Messbauer and Ryan (2014) describe MSE as a “treatment tool that supports therapeutic change by setting the conditions for transformative emotional, perceptual and behavioral patterns by healers as they promote this same state within their client.” (p. 83) This offers an excellent framework in contemplating the use of MSE in a clinical setting, as it implies the need for shared engagement by both the healer—in this case, a physician, for example—and the patient. It gives rise to contextually appropriate person-centeredness and offers a critical opportunity for the patient to participate in creating his or her own treatment environment. Messbauer and Ryan (2014) refer to Personal Preference Environments, which are “therapeutic for adult [patients].” (p. 94) It is reasonable to infer that use of MSE that is defined in substantial part by the patient is conceptually more likely to be successful than if exclusively determined by only a healthcare professional. Such an approach is also consistent with principles of person-centered care, borne in this context of the Person-Environment-Occupation model of performance that emphasizes the interdependence between the environment and the unique perspective of the person (Law, et al., 1996).

There is no research found in the literature that suggests that MSE should not be used in or is ineffective in application within a clinical setting. A number of studies support the use of MSE to decrease aggressive and/or self-stimulatory behaviors (Kaplan, et al., 2006; Cuvo, May and Post, 2001; Houghton, et al., 1998; Singh, et al., 2004), and there is consensus across the literature of promising clinically significant effects of the use of MSE with people with IDD.


There is relatively little research on the use of MSE in clinical settings for people with IDD, and still less for adults with IDD (Moore, Harris and Stephens, 1994). Studies of MSE in use with children with Autism and other intellectual and developmental disabilities show promise, particularly in dental treatment settings. It is difficult to generalize much of the research due to small sample size, the absence of randomly controlled trials in the studies, and the reliance on qualitative characterizations of impact versus methodologically-sound data collection.

Any use of MSE with a person with IDD in a clinical setting must engage the patient as directly as possible, thus allowing the patient to design, in some part, the MSE environment in which s/he will receive clinical treatment. MSE should be offered to people with IDD according to personal choice (Lotan & Gold, 2009, p. 207).

There are likely to be applications of MSE in a clinical setting that are inappropriate to the needs and desires of people with IDD. That is, the use of MSE is not standard practice and may even be clinically contraindicated.

Some of the research shows little to no impact of MSE on people with IDD (e.g., Meijs-Roos, 1990), with some evidence of behavioral deterioration associated with MSE (see Ashby, et al., 1995; McKee, et al., 2007). While the majority of studies contradict this, it offers an important caution as to expectations. Furthermore, it reinforces the heterogeneity of the community of people with IDD and the importance of proper training of healthcare professionals using this method to promote the relaxation response in clients.

Nonetheless, there is clinically significant evidence of the positive impact of MSE on people with IDD (see also, Ashby, et al., 1995; Shapiro, et al., 1997; Hogg, et al., 2001), as well as on adults with IDD in non-clinical environments (Lotan and Gold, 2009, p. 213). The literature, while consistently suggestive of the positive impacts of MSE on people with IDD, is uniform in urging additional and methodologically sound research on the effectiveness of MSE and its application to clinical settings.

Finally, people with IDD, whose needs and aspirations are fundamental to any treatment decisions, including the application of MSE, are entitled to provide or withhold fully informed consent. Further to this right, which may not be abridged, is the person’s right to information and appropriate accommodations to assure informed consent that allows the individual, or under appropriate legal conditions, a guardian, a health care power of attorney, or a surrogate decision-maker of the individual’s choice, to accept or refuse health-related services (The Arc of the U.S., 2012).

-- EXERCISE AIM --
Reproduce the passage on MSE for people with IDD word for word, between "There is no" and "with people with IDD.", inclusive. None of these items are needed.

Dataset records
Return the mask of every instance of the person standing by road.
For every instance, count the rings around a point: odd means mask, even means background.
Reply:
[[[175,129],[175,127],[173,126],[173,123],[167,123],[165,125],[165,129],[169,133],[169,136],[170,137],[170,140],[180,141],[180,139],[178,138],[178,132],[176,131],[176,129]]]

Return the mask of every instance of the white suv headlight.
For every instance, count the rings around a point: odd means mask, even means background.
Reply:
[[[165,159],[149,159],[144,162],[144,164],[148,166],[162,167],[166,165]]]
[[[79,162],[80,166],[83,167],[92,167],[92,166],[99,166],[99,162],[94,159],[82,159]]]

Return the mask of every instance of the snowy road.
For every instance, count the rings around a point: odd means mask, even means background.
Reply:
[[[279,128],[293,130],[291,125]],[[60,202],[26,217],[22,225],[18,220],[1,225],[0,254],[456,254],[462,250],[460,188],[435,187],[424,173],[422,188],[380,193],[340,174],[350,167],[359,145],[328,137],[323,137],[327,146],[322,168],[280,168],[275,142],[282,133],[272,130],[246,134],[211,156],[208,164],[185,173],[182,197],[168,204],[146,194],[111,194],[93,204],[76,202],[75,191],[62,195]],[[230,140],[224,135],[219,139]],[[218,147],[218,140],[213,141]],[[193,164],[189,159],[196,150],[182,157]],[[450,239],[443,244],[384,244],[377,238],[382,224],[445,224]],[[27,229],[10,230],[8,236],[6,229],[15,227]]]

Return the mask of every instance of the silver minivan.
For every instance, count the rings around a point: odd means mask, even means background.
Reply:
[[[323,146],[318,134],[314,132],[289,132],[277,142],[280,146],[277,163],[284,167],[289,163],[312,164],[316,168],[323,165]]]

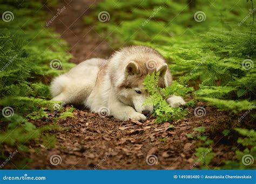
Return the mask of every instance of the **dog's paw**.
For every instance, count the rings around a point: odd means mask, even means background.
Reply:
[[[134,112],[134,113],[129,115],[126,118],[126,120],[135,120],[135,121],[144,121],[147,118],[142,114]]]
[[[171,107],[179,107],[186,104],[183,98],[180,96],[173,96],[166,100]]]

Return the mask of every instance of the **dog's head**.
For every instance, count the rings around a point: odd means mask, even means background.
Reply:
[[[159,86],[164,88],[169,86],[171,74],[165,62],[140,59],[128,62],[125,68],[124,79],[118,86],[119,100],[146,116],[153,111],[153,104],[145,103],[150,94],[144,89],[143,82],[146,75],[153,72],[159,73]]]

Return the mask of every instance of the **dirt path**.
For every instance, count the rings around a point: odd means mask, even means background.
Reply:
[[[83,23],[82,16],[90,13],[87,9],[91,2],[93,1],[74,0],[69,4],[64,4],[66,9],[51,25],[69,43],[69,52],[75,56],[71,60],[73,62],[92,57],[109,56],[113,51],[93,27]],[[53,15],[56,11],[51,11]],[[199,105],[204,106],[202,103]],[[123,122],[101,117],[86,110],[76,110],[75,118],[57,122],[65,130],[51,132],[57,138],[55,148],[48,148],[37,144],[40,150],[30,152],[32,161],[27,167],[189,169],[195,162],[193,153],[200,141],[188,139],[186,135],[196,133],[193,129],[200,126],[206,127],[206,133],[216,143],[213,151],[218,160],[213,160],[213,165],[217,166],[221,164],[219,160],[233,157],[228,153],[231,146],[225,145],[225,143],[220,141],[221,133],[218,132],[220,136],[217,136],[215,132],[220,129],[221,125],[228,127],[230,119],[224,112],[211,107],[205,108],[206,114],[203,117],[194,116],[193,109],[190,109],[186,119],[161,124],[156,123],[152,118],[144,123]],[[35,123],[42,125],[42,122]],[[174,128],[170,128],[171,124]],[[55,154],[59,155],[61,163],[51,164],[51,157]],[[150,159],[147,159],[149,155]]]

-- ANSWER SPACE --
There is no research found in the literature that suggests that MSE should not be used in or is ineffective in application within a clinical setting. A number of studies support the use of MSE to decrease aggressive and/or self-stimulatory behaviors (Kaplan, et al., 2006; Cuvo, May and Post, 2001; Houghton, et al., 1998; Singh, et al., 2004), and there is consensus across the literature of promising clinically significant effects of the use of MSE with people with IDD.